» **O QUE FAZER**
- 1) Repita, sem alterar nada, o trecho do texto sobre o mercado de capitais que vai de "Em 2019, até" até "do Banco Central.", incluindo essas palavras.
- 2) Prossiga com o texto sobre o mercado de capitais brasileiro a partir do ponto em que ele termina.

» **TEXTO EXIBIDO**
□ □ □ □

A desconstrução, tijolo a tijolo, do muro de dois dígitos simbolicamente representado pela taxa Selic durante a maior parte do Plano Real finalmente fez a luz entrar no mercado de capitais brasileiro. O ano de 2020 deve começar com uma pequena, mas firme mureta de cerca de 5%, por cima da qual governo, investidores e companhias conseguem enxergar muitas oportunidades. Esse novo horizonte, na verdade, já apareceu em 2019, como mostram as estatísticas recentes de ofertas de ações, emissões de renda fixa, operações estruturadas, fusões e aquisições e gestão de recursos. Além de propiciar aumentos nos volumes das ofertas, a redução da taxa Selic vem provocando mudanças qualitativas: há maior diversificação de investimentos, paulatino acesso de empresas de porte médio a recursos fora do sistema bancário, aumento da presença das pessoas físicas nas ofertas de ações e desvinculação das emissões de renda fixa ao certificado de depósito interfinanceiro (CDI).

Em 2019, até o fim de outubro, foram captados 311,2 bilhões de reais por meio do mercado de capitais, 54% mais do que em igual período de 2018, de acordo com dados da Associação Brasileira das Entidades dos Mercados Financeiro e de Capitais (Anbima). Diante do contexto de acomodação da economia e do cenário político (na medida do possível), a expectativa do mercado é de que 2020 também será um ano bastante positivo para as operações — não só pelos juros baixos, mas também pela redução do papel do Estado e dos bancos públicos na economia, amplamente propagandeada pelo Ministério da Economia, e pela esperança de um crescimento do Produto Interno Bruto (PIB) mais robusto. Espera-se um aumento em torno de 2,2% da atividade econômica em 2020, de acordo com as últimas edições do boletim Focus, compilação semanal do Banco Central.

Salto na bolsa

Braço mais emblemático do mercado de capitais, a bolsa dá bem a medida da efervescência das captações que movimentaram os últimos meses e que devem persistir nos próximos. De janeiro a outubro de 2019 as ofertas de ações totalizaram 71,3 bilhões de reais, também de acordo com a Anbima. O salto é impressionante, considerando que em todo o ano de 2018 as operações somaram apenas 7,2 bilhões de reais.

Puxaram a retomada as ofertas subsequentes (follow-ons) de companhias já listadas, categoria que envolveu 61 bilhões de reais nos dez primeiros meses de 2019. As ofertas iniciais (IPOs) foram um pouco mais tímidas, mas ainda assim somaram um volume maior que o registrado em 2018. Em 2019, cinco empresas ofertaram suas ações pela primeira vez no mercado: Neoenergia, Vivara, banco BMG, C&A Modas e Grupo SBF. Juntas, elas captaram 10,2 bilhões de reais.

□ □ □ □

» **LISTAGEM**
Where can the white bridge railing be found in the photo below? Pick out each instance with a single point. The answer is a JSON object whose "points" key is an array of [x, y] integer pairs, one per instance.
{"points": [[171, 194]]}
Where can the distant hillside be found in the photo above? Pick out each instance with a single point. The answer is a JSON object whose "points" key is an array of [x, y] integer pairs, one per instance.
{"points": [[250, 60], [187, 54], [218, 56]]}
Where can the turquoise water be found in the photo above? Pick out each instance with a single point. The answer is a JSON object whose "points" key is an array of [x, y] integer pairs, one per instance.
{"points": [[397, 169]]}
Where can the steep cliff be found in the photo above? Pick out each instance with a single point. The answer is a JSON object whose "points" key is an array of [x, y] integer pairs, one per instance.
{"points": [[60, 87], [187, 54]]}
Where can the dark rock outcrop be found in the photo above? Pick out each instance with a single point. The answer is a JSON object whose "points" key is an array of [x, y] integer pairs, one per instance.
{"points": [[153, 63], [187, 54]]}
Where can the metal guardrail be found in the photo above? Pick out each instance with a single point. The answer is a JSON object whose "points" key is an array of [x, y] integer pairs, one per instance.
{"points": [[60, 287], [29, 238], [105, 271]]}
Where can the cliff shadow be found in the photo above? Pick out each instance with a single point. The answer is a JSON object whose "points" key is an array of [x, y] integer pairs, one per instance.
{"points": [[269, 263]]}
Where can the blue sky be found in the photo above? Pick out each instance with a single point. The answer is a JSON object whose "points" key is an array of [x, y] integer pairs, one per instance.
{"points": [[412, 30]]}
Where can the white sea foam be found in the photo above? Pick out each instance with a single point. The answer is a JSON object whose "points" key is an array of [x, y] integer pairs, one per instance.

□ □ □ □

» **RESPOSTAS ESCRITAS**
- 1)
Em 2019, até o fim de outubro, foram captados 311,2 bilhões de reais por meio do mercado de capitais, 54% mais do que em igual período de 2018, de acordo com dados da Associação Brasileira das Entidades dos Mercados Financeiro e de Capitais (Anbima). Diante do contexto de acomodação da economia e do cenário político (na medida do possível), a expectativa do mercado é de que 2020 também será um ano bastante positivo para as operações — não só pelos juros baixos, mas também pela redução do papel do Estado e dos bancos públicos na economia, amplamente propagandeada pelo Ministério da Economia, e pela esperança de um crescimento do Produto Interno Bruto (PIB) mais robusto. Espera-se um aumento em torno de 2,2% da atividade econômica em 2020, de acordo com as últimas edições do boletim Focus, compilação semanal do Banco Central.

- 2)
Os profissionais do mercado reforçam um ponto importante: 2018 foi marcado por avanços muito mais que circunstanciais, diferentemente do que havia acontecido em anos anteriores. “Percebemos uma mudança estrutural no mercado, marcada principalmente pelo aumento da participação do investidor local, de varejo, nas ofertas de ações. Diante da consistente queda dos juros, os investidores estão buscando mais ganhos na renda variável”, afirma o advogado Jean Arakawa, sócio do escritório Mattos Filho. Os estrangeiros, que haviam comprado 63,7% das ofertas de ações de 2018, viram sua participação no bolo cair para 42,7% em 2019. Já os investidores institucionais, em especial fundos de investimento, aumentaram sua fatia de 27,9% para 49,2%, enquanto a presença da pessoa física, via compra direta, ficou estacionada em torno de 8%.

Arakawa considera que, mantido o cenário benéfico, a maior participação dos investidores locais abre espaço para ofertas de ações de menor vulto — o que é extremamente importante para a consolidação do mercado de capitais brasileiro. “Nunca se configurou um cenário tão bom para IPOs de empresas menores”, afirma. Normalmente, os bolsos dos investidores institucionais estrangeiros são mais “profundos” — por isso, eles costumam apenas entrar em ofertas de pelo menos 500 milhões de dólares, de papéis com boa liquidez depois da listagem. Em muitos casos, esse valor é o piso informal requerido pelos bancos que coordenam ofertas, mas essa prática está caindo em desuso. Os investidores nacionais, entretanto, avaliam o tamanho da emissão em reais, o que significa que consideram líquidas operações de menor valor. Diante disso, Arakawa espera um 2020 forte em ofertas e enxerga mais potencial nas empresas dos setores de varejo e consumo, produtos e serviços financeiros (bancos digitais e fintechs) e utilities (notadamente de saneamento, dada a possibilidade de privatização de companhias estaduais).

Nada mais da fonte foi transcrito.